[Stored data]
** START **

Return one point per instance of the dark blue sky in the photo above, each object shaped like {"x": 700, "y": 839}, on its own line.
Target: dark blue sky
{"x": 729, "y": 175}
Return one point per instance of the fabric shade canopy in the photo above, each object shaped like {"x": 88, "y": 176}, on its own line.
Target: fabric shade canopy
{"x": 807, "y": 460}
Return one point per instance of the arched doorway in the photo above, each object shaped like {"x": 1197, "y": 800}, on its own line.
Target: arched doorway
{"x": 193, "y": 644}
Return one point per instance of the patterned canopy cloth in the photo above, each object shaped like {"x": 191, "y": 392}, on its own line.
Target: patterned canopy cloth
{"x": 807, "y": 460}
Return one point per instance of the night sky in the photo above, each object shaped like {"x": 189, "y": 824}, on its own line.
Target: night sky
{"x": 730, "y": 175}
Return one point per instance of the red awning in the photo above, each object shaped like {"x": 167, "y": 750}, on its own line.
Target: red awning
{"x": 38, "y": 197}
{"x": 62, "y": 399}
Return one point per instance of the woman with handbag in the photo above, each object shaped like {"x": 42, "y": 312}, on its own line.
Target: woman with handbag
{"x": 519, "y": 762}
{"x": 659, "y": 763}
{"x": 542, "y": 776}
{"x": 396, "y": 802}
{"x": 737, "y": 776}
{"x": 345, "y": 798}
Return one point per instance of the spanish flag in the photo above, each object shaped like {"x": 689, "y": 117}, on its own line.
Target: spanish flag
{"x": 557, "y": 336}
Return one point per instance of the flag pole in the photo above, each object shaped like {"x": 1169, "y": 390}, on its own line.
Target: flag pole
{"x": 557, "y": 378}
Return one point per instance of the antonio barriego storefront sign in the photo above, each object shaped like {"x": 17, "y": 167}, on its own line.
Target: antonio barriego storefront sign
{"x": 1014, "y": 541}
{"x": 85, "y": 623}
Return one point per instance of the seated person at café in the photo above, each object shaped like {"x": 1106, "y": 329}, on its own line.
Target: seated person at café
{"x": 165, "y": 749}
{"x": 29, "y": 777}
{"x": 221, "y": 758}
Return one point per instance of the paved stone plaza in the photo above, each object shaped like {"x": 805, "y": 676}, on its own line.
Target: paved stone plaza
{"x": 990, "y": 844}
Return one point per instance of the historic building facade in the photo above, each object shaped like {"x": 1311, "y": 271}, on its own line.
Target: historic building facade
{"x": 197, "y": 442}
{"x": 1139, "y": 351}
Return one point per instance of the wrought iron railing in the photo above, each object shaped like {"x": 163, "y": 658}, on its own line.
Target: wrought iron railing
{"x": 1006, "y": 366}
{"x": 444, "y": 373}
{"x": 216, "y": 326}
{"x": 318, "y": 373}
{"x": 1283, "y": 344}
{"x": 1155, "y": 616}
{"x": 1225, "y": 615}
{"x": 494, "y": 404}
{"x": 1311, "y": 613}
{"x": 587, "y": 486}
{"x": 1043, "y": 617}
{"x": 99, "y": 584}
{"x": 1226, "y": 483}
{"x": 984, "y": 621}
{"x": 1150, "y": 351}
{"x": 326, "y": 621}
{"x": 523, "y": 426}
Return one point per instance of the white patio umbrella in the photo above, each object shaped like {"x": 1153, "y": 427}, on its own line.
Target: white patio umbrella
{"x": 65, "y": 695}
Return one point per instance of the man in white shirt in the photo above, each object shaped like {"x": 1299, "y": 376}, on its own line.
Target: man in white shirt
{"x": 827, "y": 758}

** END **

Print every entry exactly as written.

Return one point per instance of the dark blue sky in the photo above, each object shaped like {"x": 700, "y": 839}, on its own line.
Target: dark blue sky
{"x": 729, "y": 175}
Return one point per instance of the fabric shade canopy in the photo above, each object shaped like {"x": 88, "y": 176}, on its own line.
Target: fabric shade canopy
{"x": 807, "y": 460}
Return one point per instance of the arched doorway in the photo above, each object shaped like {"x": 1197, "y": 800}, on its own line.
Target: arched doorway
{"x": 193, "y": 644}
Return one point per instance of the patterned canopy cloth in the photo above, each object shaped like {"x": 191, "y": 392}, on its own line.
Target: patterned canopy cloth
{"x": 807, "y": 460}
Return one point per instance of the night sky in the photo above, each object shaped like {"x": 189, "y": 824}, on its own line.
Target: night sky
{"x": 730, "y": 175}
Return one point per instance of the red awning in the photo above, each object shaped like {"x": 167, "y": 750}, on its own line.
Target: red awning
{"x": 38, "y": 197}
{"x": 62, "y": 399}
Return one point per instance of the woman with handbag in the photo above, each object shaped like {"x": 42, "y": 312}, on its own line.
Target: woman with handbag
{"x": 519, "y": 762}
{"x": 659, "y": 763}
{"x": 542, "y": 776}
{"x": 396, "y": 802}
{"x": 737, "y": 776}
{"x": 345, "y": 798}
Return one point per instance of the spanish flag in the photo above, each object shaped like {"x": 689, "y": 117}, on its own line.
Target: spanish flag
{"x": 557, "y": 336}
Return one point per instance of the flag pole in the photo above, each object shaped like {"x": 1169, "y": 390}, on its own line.
Target: flag pole
{"x": 557, "y": 378}
Return one point per instance of the antonio barriego storefront sign in the photo above, each object shaped like {"x": 17, "y": 167}, on its own line.
Target: antonio barriego storefront sign
{"x": 1014, "y": 541}
{"x": 85, "y": 623}
Return one point per instance of the seated person at café in the photo above, each object shaped like {"x": 1106, "y": 329}, on its own line.
Target: seated person at café
{"x": 165, "y": 749}
{"x": 29, "y": 777}
{"x": 221, "y": 758}
Return one point per instance of the paved stone plaza in the photo above, each object shaped like {"x": 805, "y": 676}, on its own line.
Target: paved stone plaza
{"x": 990, "y": 844}
Return one point per instance of the historic building facade in the photo above, each object shaped like {"x": 1311, "y": 271}, on its own line.
Target: historic building facade
{"x": 197, "y": 442}
{"x": 1139, "y": 351}
Return one point per instance of the wrought iron railing in the photo above, each object shaped like {"x": 163, "y": 658}, on its own line.
Target: wrought iron railing
{"x": 1006, "y": 366}
{"x": 444, "y": 373}
{"x": 216, "y": 326}
{"x": 318, "y": 373}
{"x": 1283, "y": 344}
{"x": 1155, "y": 616}
{"x": 1225, "y": 615}
{"x": 494, "y": 404}
{"x": 1311, "y": 613}
{"x": 587, "y": 486}
{"x": 1043, "y": 617}
{"x": 99, "y": 584}
{"x": 1226, "y": 483}
{"x": 984, "y": 621}
{"x": 1150, "y": 351}
{"x": 326, "y": 621}
{"x": 523, "y": 426}
Return one point per instance of the white patio umbrella in the photo above, each object shaped like {"x": 1153, "y": 427}, on its own line.
Target: white patio umbrella
{"x": 65, "y": 695}
Return one point per instance of the man in white shirt in the photo above, each object shaped like {"x": 1299, "y": 376}, on its own line.
Target: man in white shirt
{"x": 827, "y": 758}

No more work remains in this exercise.